Violence in the Occupied Palestinian Territories has escalated sharply since May 10, when Israel launched an aerial assault on Gaza in response to rocket attacks fired by Palestinian armed groups based in the coastal enclave. Fighting between the Israeli military and Palestinian armed groups, principally Hamas, broke out after weeks of tensions in East Jerusalem, which has been illegally annexed by Israel.
Doctors Without Borders/Médecins Sans Frontières (MSF) project coordinator Aymen al Djaroucha is Palestinian and has lived in Gaza for 20 years. Here he describes what life is like now in the enclave under heavy bombardment.
I experienced the Israeli offensives in 2008 and 2014, but the military operation that we are living through today is a lot tougher and more terrifying than anything we knew previously.
The strikes are constant. Night and day, they never stop. Everything is targeted: roads, houses, apartment blocks, everything. Gaza is only 40 kilometers [about 25 miles] long, so no matter where the bombs fall, we hear the explosions all the time.
The intensity of the bombing and the degree of violence are completely unprecedented. The shells come from everywhere: from the planes in the sky, the tanks on the ground, the boats in the Mediterranean Sea. Night and day, what we are living is terrifying.
The apartment block in Gaza City in which I lived with my wife, my mother, and my children was damaged by an airstrike on Friday. The building’s janitor received a call from the Israelis telling him that all the residents of the building had to evacuate because it would be bombed. Generally, we know that this call comes a few minutes to an hour before the bombs arrive. We ran down the eight stories of stairs with everyone else in less than a minute. I tried to get everyone to a safe place as far away as possible.

::::::

◆ Problem A
In the account from Gaza, who received the call saying all residents of the apartment block had to evacuate?
◆ Problem B
Translate this sentence from the account from Gaza into Spanish: "The intensity of the bombing and the degree of violence are completely unprecedented."

◆ Material shown
::::::

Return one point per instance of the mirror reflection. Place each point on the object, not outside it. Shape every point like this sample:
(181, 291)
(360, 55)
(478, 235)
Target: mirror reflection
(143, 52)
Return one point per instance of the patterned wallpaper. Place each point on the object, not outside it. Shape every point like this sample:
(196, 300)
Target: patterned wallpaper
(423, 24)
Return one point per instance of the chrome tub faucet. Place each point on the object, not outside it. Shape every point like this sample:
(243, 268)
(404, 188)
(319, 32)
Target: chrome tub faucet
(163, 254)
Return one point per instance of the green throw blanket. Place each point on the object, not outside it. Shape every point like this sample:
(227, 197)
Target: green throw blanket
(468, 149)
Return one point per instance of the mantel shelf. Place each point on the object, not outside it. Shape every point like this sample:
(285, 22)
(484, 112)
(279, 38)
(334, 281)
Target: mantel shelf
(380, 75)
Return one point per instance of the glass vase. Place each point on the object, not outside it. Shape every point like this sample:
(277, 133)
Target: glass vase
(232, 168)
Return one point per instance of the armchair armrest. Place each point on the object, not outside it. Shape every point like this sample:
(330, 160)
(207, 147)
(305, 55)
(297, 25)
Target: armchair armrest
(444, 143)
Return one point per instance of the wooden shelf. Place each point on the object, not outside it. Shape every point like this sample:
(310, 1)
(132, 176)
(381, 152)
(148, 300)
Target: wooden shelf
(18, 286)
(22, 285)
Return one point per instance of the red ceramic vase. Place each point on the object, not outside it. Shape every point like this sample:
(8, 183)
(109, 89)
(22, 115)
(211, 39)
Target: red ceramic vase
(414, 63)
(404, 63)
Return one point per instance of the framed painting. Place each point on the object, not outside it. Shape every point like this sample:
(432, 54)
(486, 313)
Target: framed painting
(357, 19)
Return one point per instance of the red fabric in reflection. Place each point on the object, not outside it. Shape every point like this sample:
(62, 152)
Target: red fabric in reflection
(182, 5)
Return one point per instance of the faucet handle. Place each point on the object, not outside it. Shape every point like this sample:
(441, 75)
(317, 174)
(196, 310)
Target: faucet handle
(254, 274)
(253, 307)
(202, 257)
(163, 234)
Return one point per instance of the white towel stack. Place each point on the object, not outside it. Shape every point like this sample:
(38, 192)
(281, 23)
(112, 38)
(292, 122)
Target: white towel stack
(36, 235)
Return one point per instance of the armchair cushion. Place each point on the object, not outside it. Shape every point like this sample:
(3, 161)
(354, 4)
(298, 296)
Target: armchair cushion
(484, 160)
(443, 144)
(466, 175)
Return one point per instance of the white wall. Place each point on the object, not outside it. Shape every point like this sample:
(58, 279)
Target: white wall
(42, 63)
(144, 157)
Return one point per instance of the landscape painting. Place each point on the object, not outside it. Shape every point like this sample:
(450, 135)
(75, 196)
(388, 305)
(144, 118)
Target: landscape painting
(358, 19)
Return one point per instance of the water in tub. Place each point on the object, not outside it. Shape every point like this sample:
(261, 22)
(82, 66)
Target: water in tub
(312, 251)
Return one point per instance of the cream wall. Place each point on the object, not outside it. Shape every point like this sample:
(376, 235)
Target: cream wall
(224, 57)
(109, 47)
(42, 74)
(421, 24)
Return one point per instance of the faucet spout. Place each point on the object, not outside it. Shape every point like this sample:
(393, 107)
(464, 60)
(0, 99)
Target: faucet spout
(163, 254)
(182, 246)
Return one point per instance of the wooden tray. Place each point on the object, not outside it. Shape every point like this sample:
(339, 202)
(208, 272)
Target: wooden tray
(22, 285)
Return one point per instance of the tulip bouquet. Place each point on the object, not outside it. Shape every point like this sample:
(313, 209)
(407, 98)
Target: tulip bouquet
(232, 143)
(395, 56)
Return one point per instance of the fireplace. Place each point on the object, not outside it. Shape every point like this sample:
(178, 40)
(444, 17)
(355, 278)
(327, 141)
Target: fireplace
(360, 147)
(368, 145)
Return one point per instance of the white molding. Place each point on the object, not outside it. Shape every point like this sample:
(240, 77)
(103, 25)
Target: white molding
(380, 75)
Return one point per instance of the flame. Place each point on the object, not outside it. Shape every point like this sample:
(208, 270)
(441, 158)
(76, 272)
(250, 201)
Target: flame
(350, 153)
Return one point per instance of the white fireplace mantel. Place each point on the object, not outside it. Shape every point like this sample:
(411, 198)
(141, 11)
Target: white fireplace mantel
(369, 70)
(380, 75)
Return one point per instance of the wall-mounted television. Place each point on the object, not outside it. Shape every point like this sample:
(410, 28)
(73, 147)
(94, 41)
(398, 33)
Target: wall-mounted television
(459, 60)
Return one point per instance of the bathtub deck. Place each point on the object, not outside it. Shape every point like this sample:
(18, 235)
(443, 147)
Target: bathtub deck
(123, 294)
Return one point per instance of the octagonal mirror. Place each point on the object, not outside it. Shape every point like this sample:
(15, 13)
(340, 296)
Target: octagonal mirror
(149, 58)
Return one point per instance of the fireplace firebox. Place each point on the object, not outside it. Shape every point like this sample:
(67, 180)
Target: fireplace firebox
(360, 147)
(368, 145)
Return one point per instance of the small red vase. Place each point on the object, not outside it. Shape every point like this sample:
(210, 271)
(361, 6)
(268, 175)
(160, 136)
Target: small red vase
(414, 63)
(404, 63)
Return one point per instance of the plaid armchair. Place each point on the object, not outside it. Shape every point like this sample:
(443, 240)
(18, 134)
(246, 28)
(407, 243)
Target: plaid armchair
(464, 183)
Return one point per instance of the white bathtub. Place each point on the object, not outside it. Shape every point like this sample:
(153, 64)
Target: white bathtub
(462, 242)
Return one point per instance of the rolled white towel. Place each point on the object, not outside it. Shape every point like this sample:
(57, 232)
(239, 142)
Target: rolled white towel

::::::

◆ Exercise answer A
The building's janitor.

◆ Exercise answer B
La intensidad del bombardeo y el grado de violencia son completamente inéditos.